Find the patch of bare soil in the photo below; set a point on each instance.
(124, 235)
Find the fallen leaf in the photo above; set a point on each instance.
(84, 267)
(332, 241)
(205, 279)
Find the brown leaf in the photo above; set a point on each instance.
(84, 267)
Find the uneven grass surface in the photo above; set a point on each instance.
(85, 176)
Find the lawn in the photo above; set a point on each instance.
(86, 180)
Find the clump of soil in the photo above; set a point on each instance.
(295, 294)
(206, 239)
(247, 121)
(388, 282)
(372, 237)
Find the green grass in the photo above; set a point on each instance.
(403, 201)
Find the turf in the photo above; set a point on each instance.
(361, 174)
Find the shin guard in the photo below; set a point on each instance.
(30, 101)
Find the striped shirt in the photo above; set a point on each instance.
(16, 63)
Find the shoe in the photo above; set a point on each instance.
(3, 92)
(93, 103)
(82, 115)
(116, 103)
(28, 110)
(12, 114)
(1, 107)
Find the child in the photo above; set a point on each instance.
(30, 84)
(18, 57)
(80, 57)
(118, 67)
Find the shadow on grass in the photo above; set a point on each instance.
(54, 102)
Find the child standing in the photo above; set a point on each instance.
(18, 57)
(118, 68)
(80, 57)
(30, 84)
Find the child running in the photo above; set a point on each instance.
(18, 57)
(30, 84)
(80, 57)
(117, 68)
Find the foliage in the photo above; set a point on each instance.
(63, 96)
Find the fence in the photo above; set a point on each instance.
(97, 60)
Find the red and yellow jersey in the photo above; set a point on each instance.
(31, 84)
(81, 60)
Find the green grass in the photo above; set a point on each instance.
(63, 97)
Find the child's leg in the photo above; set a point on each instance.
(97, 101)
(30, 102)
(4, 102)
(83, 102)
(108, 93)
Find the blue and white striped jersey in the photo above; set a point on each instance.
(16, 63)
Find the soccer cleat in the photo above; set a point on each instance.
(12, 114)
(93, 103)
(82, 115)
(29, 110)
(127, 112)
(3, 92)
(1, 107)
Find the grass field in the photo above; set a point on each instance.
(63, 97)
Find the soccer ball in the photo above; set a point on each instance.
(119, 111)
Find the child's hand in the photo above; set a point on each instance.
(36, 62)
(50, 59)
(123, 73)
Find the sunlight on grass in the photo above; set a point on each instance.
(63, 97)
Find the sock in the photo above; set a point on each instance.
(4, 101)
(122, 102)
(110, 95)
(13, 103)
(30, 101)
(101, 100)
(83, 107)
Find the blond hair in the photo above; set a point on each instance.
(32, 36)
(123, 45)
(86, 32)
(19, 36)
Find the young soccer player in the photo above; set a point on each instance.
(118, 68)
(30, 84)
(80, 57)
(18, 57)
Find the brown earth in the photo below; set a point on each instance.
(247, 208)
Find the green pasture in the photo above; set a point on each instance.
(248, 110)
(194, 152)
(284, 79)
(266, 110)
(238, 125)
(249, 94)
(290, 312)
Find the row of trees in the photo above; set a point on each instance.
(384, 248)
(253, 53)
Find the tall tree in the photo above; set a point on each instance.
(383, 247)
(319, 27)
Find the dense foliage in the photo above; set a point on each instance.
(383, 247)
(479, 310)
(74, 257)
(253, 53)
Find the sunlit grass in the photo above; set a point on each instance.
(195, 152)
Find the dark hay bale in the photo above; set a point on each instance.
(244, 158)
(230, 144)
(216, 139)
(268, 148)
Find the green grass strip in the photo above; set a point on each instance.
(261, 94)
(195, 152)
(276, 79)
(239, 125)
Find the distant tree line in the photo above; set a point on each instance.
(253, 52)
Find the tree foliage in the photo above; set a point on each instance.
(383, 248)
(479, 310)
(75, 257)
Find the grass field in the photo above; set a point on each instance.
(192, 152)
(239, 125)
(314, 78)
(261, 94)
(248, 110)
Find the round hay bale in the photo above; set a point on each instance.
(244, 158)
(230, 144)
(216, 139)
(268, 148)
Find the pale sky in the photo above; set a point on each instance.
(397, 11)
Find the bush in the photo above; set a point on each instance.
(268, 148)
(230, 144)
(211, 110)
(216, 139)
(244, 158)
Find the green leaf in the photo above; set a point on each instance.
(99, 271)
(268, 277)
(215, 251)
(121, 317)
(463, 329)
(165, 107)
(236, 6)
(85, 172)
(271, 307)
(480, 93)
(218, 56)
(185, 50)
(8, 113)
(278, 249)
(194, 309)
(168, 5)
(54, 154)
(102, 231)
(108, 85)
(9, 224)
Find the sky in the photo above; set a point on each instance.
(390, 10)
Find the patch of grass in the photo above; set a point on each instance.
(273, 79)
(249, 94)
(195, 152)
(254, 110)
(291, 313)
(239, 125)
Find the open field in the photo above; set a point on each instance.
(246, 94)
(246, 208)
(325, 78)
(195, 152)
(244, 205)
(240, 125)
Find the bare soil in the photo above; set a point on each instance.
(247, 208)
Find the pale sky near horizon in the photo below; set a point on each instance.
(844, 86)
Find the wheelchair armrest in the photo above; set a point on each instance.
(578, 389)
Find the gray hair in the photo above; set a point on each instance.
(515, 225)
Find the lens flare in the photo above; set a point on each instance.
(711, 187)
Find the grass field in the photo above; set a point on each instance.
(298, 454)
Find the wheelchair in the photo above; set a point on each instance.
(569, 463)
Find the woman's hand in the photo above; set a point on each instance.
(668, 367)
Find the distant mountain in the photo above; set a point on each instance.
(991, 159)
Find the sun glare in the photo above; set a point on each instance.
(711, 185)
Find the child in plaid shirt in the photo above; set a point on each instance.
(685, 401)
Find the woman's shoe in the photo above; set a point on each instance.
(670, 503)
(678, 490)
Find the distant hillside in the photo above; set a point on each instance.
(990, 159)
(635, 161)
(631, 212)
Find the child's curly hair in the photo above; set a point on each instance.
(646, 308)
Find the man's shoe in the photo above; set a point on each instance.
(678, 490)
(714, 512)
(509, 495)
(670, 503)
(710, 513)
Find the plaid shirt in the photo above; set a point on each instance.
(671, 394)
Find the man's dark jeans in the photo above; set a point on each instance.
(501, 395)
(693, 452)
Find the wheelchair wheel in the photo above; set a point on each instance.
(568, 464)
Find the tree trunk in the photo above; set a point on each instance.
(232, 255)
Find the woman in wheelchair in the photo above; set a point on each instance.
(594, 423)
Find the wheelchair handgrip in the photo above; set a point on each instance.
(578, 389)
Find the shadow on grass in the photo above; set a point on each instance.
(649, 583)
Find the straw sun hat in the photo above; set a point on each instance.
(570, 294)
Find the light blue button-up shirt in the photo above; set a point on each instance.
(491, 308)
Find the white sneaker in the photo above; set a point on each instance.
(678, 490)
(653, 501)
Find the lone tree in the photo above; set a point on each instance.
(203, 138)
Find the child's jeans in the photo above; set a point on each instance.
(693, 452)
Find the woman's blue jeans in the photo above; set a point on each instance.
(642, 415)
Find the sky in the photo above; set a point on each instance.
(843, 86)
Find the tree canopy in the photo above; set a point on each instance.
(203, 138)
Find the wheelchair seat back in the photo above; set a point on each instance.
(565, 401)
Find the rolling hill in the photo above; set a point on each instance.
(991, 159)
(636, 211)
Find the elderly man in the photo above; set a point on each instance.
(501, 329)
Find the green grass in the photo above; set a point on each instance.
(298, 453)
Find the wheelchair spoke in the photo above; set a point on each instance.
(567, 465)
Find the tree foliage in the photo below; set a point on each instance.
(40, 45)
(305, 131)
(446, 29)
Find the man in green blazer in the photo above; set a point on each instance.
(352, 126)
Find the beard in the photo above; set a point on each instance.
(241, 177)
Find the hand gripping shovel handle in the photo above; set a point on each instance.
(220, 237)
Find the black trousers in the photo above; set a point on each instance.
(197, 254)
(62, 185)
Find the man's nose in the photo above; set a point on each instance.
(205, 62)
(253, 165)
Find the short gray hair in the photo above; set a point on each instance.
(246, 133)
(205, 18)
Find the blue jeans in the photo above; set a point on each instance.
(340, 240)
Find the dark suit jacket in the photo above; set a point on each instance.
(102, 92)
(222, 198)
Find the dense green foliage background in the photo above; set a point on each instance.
§ §
_What needs to be done_
All lines from the one containing "Find the hand" to the end of the data above are to be set down exactly; no others belong in the answer.

_Solution for this task_
Find the hand gripping shovel handle in the photo above; set a point on each instance.
(220, 237)
Find the black trousers in the photo above; set a point on each instance.
(197, 254)
(62, 185)
Find the man's nose in the photo above; set a point on each instance.
(205, 62)
(253, 165)
Find the short gray hair in the photo above; set a point on each instance.
(246, 133)
(205, 18)
Find the blue jeans in the photo above; set a point on each instance.
(340, 240)
Find the dark suit jacket in the photo above; set a point on each instance.
(102, 92)
(222, 198)
Find the dense green foliage background in the photo above; set a point on each instance.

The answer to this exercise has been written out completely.